> **Requirements**
Pick out every line in the records below that contains the word "plastic" and copy each of those lines.

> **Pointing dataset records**
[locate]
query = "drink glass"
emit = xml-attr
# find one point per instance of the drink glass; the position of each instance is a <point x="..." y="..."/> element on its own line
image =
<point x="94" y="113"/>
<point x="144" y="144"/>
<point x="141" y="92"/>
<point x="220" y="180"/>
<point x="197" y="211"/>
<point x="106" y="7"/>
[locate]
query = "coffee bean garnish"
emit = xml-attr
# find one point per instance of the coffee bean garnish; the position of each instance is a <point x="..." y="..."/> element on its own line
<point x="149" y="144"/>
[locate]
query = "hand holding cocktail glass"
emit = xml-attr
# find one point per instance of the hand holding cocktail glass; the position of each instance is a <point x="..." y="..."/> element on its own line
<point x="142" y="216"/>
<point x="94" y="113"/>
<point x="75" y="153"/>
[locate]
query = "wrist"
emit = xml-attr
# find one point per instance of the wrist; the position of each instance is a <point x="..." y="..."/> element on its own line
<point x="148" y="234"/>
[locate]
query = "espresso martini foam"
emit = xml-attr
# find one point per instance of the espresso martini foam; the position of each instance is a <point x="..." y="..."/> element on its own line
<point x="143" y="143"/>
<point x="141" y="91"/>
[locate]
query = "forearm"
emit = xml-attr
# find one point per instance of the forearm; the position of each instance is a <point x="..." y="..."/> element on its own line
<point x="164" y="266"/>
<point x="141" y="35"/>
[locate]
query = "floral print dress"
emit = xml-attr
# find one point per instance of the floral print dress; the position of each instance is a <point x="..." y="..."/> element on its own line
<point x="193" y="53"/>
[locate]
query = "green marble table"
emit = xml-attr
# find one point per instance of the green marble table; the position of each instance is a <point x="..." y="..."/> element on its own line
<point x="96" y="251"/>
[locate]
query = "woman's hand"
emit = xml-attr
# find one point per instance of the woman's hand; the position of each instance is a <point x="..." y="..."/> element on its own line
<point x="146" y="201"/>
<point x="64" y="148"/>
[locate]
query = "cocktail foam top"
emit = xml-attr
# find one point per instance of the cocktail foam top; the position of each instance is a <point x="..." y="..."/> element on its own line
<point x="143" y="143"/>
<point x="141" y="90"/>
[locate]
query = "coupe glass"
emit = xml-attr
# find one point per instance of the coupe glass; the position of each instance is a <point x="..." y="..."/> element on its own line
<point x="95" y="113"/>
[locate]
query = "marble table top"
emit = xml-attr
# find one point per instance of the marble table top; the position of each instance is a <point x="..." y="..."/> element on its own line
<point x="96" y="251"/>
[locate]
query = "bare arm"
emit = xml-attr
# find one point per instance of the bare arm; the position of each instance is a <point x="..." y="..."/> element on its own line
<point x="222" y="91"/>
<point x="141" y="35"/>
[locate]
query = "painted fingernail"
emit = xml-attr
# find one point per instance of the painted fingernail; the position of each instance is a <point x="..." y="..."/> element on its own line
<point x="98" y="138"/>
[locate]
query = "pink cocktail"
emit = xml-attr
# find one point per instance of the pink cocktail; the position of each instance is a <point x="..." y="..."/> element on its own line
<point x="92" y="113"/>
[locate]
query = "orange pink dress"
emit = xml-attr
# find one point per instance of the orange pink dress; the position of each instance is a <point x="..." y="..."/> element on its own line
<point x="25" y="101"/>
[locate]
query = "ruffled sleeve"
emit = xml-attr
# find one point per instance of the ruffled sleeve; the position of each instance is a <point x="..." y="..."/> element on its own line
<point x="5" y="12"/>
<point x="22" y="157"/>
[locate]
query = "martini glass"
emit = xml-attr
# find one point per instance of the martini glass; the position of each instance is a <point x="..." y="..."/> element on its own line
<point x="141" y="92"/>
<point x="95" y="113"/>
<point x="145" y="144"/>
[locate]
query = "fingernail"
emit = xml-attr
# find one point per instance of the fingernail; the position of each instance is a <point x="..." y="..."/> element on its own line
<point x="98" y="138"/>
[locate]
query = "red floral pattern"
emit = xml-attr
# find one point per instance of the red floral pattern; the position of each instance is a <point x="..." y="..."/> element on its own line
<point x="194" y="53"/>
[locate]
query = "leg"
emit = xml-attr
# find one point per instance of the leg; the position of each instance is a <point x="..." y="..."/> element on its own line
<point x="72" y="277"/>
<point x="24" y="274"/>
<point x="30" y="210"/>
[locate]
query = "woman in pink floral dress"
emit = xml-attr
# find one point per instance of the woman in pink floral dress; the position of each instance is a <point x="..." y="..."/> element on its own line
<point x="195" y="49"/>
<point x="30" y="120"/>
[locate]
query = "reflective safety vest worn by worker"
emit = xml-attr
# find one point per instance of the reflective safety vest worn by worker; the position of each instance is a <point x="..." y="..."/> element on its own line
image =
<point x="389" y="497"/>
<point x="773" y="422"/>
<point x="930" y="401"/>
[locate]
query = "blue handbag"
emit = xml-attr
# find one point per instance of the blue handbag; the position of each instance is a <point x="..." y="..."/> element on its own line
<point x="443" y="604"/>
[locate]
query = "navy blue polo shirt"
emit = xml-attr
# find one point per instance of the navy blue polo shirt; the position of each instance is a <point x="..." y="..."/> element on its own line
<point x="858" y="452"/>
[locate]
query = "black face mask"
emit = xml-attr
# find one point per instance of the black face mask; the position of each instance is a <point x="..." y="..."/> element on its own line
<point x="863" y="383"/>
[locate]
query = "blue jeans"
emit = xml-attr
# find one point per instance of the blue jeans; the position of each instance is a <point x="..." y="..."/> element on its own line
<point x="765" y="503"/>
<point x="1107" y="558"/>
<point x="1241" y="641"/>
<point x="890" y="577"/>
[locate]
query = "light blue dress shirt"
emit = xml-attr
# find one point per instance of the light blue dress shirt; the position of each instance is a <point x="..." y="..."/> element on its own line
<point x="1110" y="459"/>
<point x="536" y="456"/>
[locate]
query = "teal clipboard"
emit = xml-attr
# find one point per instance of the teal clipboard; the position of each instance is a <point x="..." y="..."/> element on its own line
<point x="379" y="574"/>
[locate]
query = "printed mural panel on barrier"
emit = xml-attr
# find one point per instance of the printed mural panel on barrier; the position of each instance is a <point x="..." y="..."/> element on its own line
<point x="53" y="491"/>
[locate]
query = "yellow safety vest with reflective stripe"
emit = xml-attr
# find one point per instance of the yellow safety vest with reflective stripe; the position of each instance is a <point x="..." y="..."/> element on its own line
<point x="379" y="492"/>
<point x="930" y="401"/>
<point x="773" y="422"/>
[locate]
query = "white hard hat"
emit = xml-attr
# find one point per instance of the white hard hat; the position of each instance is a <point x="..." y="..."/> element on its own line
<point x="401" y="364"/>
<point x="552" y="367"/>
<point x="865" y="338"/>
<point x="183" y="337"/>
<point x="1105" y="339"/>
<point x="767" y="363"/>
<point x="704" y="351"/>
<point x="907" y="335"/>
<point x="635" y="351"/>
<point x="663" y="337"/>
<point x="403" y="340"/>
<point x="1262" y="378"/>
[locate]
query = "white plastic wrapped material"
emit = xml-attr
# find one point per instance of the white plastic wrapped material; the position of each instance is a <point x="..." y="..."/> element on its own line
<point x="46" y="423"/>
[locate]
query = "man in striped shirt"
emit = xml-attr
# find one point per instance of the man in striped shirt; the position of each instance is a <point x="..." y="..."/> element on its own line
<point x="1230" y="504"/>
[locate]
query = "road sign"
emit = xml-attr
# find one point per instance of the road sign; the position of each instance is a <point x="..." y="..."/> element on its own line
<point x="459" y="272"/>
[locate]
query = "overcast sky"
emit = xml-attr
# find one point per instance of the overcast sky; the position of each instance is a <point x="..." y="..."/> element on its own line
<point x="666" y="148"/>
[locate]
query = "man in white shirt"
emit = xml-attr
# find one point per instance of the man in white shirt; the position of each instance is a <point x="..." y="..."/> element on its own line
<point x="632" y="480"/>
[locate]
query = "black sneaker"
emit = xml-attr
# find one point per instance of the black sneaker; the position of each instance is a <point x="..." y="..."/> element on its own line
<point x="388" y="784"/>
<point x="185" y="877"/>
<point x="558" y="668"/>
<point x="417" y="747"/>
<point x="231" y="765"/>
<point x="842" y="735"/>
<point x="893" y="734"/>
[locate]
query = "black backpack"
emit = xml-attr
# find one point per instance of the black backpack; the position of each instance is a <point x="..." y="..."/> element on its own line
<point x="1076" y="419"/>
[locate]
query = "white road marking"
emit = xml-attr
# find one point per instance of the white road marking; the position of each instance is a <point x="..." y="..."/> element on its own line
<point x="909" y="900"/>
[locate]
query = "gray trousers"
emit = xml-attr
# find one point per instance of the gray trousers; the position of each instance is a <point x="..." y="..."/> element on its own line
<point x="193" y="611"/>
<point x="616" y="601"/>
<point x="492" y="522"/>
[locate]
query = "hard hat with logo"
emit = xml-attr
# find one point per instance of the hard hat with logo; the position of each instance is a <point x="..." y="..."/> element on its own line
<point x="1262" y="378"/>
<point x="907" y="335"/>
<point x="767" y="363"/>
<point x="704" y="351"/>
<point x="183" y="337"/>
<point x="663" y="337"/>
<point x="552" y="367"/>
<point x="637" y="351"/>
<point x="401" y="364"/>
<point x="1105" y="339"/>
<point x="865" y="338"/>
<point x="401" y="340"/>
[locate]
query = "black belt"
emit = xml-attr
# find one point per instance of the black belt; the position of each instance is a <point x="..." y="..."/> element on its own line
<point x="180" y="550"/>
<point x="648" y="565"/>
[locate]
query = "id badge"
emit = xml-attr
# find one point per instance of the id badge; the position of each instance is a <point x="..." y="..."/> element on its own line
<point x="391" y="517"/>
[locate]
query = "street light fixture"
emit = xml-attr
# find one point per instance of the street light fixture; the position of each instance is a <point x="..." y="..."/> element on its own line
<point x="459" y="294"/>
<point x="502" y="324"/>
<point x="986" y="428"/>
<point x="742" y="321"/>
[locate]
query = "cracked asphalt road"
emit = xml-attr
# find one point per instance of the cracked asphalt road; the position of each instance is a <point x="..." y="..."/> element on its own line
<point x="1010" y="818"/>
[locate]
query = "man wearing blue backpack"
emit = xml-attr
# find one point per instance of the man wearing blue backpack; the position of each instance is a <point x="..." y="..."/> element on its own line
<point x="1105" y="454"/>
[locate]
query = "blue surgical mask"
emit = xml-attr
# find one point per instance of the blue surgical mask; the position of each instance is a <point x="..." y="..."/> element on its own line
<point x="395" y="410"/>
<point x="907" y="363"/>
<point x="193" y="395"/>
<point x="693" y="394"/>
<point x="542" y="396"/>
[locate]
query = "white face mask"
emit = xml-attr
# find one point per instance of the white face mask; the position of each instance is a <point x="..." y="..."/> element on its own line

> **Final result**
query = "white plastic wrapped material"
# find one point per instance of the white plastic wrapped material; the position of each instance is a <point x="..." y="..."/> element on its own line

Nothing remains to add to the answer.